(Entries from a dataset)

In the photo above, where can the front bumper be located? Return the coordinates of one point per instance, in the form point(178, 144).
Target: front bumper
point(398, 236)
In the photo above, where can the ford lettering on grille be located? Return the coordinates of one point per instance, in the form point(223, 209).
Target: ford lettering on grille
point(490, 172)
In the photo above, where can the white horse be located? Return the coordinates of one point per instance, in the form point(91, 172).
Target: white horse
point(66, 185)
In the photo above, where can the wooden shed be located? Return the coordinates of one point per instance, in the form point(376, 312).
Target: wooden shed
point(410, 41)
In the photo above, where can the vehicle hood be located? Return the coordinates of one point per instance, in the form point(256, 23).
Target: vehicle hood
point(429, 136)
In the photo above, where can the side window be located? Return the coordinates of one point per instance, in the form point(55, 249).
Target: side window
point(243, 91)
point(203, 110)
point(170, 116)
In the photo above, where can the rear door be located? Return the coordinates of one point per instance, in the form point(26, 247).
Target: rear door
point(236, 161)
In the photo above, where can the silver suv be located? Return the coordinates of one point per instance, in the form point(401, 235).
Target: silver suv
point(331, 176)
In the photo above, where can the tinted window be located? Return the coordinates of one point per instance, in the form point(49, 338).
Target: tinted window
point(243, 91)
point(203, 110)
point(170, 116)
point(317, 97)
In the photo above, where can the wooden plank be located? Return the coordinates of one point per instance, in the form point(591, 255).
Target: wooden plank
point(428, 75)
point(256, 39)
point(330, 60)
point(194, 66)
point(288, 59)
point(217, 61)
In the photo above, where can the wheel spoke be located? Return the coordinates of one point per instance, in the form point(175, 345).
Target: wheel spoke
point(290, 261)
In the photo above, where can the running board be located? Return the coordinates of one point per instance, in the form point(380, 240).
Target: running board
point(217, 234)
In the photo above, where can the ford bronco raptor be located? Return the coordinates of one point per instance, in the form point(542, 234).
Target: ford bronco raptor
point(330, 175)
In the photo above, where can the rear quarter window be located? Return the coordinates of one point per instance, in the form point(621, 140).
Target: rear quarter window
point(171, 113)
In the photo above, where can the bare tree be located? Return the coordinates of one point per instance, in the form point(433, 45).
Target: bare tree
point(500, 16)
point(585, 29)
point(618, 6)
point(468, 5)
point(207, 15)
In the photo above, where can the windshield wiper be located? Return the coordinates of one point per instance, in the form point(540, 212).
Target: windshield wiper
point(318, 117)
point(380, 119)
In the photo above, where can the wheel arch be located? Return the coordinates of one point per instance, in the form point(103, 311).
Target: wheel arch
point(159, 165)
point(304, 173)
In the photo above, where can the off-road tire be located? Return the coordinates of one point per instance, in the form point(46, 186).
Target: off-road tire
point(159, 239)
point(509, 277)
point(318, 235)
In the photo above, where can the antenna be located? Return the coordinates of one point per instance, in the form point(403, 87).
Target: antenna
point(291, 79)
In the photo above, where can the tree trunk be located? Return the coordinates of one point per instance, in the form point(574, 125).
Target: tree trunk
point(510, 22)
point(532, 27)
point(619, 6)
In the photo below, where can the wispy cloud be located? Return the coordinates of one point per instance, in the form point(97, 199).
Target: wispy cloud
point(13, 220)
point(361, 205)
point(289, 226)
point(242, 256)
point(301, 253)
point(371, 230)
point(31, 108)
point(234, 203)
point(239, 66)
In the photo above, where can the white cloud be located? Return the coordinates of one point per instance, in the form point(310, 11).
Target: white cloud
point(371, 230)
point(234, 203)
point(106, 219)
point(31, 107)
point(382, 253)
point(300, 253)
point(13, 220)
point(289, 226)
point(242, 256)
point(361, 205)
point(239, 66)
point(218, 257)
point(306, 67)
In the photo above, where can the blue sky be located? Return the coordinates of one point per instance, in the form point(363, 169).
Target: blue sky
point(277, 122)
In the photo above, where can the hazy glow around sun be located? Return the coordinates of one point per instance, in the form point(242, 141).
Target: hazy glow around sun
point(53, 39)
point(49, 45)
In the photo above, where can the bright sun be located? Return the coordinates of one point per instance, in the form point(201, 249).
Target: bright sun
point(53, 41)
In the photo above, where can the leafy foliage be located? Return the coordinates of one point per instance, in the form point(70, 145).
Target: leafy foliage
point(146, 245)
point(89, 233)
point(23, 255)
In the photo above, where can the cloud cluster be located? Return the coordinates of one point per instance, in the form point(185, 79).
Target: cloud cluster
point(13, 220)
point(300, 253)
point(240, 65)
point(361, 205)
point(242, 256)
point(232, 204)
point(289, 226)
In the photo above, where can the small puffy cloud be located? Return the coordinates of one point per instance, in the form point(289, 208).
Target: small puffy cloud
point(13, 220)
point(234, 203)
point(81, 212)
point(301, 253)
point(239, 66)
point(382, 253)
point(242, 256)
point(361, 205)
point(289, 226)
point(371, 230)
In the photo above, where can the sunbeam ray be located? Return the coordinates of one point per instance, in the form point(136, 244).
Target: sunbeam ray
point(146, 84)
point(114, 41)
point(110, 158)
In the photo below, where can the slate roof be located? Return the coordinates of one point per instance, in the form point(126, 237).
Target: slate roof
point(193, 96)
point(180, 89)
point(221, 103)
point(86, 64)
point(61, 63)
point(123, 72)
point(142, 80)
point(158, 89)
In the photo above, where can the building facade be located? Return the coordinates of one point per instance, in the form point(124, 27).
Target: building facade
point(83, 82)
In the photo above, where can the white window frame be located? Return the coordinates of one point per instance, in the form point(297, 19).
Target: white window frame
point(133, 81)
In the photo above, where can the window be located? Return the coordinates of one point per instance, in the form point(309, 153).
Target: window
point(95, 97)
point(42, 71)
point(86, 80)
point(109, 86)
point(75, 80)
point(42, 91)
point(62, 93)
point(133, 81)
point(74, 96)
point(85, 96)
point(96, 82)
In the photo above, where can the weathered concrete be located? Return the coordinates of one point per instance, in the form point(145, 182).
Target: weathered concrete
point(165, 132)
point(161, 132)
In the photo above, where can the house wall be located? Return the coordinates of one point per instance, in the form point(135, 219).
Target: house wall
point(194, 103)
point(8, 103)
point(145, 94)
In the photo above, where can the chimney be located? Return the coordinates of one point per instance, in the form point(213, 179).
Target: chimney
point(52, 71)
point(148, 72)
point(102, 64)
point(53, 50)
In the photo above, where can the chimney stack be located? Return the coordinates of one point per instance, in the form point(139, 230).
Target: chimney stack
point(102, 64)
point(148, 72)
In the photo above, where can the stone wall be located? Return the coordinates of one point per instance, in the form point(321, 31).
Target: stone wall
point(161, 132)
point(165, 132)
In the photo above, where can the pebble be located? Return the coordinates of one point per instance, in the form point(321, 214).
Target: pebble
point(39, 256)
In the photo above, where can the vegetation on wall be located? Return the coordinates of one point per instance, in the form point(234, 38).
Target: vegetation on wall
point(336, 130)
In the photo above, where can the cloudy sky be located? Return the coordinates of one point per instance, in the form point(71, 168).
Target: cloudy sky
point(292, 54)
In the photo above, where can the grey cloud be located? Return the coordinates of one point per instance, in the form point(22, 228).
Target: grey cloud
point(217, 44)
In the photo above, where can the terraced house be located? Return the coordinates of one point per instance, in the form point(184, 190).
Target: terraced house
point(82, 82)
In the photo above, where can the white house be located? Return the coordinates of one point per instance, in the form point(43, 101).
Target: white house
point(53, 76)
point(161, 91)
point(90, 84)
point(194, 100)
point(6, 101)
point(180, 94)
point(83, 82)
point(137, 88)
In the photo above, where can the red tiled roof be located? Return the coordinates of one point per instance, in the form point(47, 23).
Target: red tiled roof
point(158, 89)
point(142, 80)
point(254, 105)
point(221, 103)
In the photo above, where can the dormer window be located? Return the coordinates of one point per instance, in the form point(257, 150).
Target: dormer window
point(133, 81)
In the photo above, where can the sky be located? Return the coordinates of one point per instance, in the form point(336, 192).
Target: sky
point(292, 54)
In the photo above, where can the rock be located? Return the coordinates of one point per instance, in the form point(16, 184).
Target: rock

§ Exercise objective
Reproduce every line of the listing above without alteration, from the line containing "In the photo above, where can the silver" down to the line containing "point(291, 79)", with both of those lines included.

§ Result for this task
In the photo above, where can the silver suv be located? Return the coordinates of one point per instance, in the form point(401, 235).
Target: silver suv
point(331, 176)
In the photo above, where can the tinted window be located? Return the coordinates of one point per instance, in the form point(49, 338).
Target: tinted window
point(243, 91)
point(203, 110)
point(170, 116)
point(317, 97)
In the photo above, where can the wooden plank be located? Return the coordinates of one point per instance, in the form point(591, 255).
Target: wooden plank
point(428, 75)
point(256, 39)
point(330, 60)
point(194, 66)
point(288, 59)
point(217, 61)
In the photo above, where can the wheel spoke be located? Return the coordinates of one point per instance, in the form point(175, 345).
Target: wheel spoke
point(290, 261)
In the photo above, where can the running board be located? Return the coordinates of one point per instance, in the form point(380, 240).
Target: running board
point(217, 234)
In the photo above, where can the ford bronco raptor be located? Return the coordinates of one point per instance, in the form point(542, 234).
Target: ford bronco raptor
point(330, 175)
In the photo above, where can the rear quarter window be located? Return the coordinates of one point per instance, in the form point(621, 140).
Target: rear quarter window
point(171, 113)
In the photo above, where can the bare tree be located? Return the coordinates of one point per instance, in the form point(433, 45).
Target: bare tree
point(500, 16)
point(585, 29)
point(618, 6)
point(468, 5)
point(207, 15)
In the photo above, where can the windshield wiper be located? Return the coordinates of one point per instance, in the form point(540, 212).
Target: windshield wiper
point(318, 117)
point(380, 119)
In the photo above, where can the wheel arch be located? Return the coordinates of one point per instance, in the form point(103, 311).
Target: wheel arch
point(159, 165)
point(304, 173)
In the photo above, where can the off-road tire be located? Return the coordinates of one point per instance, in the form point(46, 186).
Target: off-road tire
point(159, 239)
point(509, 277)
point(318, 235)
In the photo above, where can the antenna be located? Return the coordinates of one point per instance, in the form point(403, 87).
Target: antenna
point(291, 79)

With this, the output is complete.